**DO THIS**
Replace "pin" with "marker" in the lines from the line with "Rules. Find each instance of the framed" up to and including the line with "point(400, 247)". Return only those lines, with everything else left unchanged.

Stored dataset lines:
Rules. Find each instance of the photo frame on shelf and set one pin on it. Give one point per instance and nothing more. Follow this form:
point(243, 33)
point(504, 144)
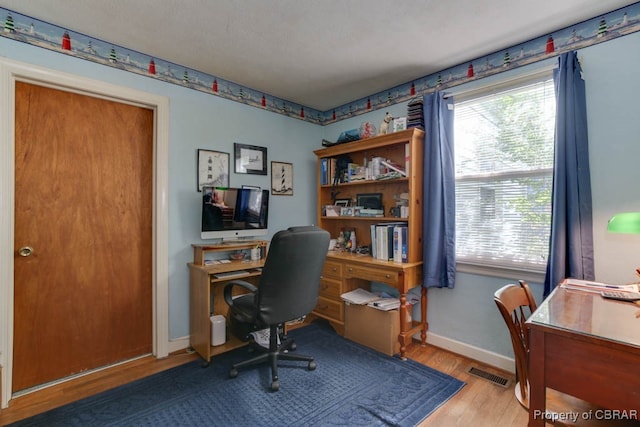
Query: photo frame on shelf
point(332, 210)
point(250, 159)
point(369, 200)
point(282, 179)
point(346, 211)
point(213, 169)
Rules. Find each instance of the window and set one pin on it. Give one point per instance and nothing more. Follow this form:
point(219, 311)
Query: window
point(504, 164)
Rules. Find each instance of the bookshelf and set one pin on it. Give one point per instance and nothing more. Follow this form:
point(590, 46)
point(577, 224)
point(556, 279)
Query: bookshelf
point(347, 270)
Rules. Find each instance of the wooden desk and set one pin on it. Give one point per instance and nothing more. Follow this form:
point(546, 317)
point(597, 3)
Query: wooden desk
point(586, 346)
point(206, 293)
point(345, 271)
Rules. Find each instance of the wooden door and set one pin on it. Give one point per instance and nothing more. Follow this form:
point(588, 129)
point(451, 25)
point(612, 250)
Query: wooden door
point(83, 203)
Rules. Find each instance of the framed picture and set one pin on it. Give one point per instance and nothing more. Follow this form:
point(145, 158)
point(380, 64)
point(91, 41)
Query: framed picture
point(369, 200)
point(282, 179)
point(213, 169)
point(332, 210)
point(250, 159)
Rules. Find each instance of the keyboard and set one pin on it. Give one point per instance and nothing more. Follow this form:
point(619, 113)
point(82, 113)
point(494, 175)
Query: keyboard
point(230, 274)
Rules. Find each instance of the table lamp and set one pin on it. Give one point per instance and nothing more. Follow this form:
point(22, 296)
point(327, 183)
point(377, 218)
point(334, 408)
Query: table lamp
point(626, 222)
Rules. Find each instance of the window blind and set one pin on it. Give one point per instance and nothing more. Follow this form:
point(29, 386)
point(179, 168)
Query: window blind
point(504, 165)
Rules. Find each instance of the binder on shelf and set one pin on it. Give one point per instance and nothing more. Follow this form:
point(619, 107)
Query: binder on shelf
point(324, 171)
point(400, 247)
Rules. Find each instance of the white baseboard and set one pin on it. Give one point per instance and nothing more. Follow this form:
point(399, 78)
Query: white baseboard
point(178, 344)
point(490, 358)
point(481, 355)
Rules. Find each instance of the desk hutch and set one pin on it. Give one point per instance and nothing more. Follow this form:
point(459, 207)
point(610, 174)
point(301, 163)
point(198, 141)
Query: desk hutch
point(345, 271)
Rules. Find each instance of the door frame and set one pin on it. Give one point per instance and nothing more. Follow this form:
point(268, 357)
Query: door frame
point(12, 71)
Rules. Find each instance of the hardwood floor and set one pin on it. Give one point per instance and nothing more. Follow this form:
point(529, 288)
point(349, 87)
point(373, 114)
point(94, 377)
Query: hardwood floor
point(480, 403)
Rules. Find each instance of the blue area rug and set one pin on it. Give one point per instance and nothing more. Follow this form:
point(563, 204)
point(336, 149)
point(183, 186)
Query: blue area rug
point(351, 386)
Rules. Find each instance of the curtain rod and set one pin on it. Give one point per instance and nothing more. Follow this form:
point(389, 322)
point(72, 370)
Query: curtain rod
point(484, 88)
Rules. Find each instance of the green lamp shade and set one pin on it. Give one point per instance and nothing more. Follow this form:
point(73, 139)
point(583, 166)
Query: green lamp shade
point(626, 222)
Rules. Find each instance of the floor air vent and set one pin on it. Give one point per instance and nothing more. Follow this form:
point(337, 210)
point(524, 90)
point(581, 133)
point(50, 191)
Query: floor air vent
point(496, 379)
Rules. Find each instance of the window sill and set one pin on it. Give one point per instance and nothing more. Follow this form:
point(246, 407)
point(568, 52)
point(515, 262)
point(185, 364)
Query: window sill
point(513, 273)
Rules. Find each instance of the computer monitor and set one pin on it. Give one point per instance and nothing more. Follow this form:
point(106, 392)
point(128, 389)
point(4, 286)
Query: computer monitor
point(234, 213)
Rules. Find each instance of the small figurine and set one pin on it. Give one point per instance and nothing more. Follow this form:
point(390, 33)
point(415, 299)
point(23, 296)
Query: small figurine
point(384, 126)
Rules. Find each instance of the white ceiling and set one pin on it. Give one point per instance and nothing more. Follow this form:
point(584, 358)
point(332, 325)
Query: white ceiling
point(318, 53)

**TASK OUTPUT**
Rules. Find each instance of the framed picture and set one marker on it. Give one point per instance and nothing more. Follow this form:
point(145, 158)
point(380, 64)
point(91, 41)
Query: framed picture
point(369, 200)
point(282, 179)
point(213, 169)
point(332, 210)
point(250, 159)
Rules. Find each instance of the keyboard and set one marker on it. Give one point per instance and nothing more. Follow this form:
point(619, 113)
point(82, 113)
point(494, 175)
Query: keyboard
point(230, 274)
Rules. Find each instance of the table lamp and set one marker on it. Give one point per instance and nothing more. Follow this form:
point(22, 296)
point(327, 183)
point(377, 218)
point(334, 408)
Query: table lamp
point(626, 222)
Rules. Find each instance of the window blind and set one marker on it. Give one point per instance and nothing more. Follow this form:
point(29, 386)
point(179, 168)
Query: window blind
point(504, 165)
Rules. Find each instance of the binder on shelf and set one marker on it. Give one point per instance and nothing more. Follow this form:
point(619, 107)
Query: binder on shelf
point(324, 171)
point(400, 247)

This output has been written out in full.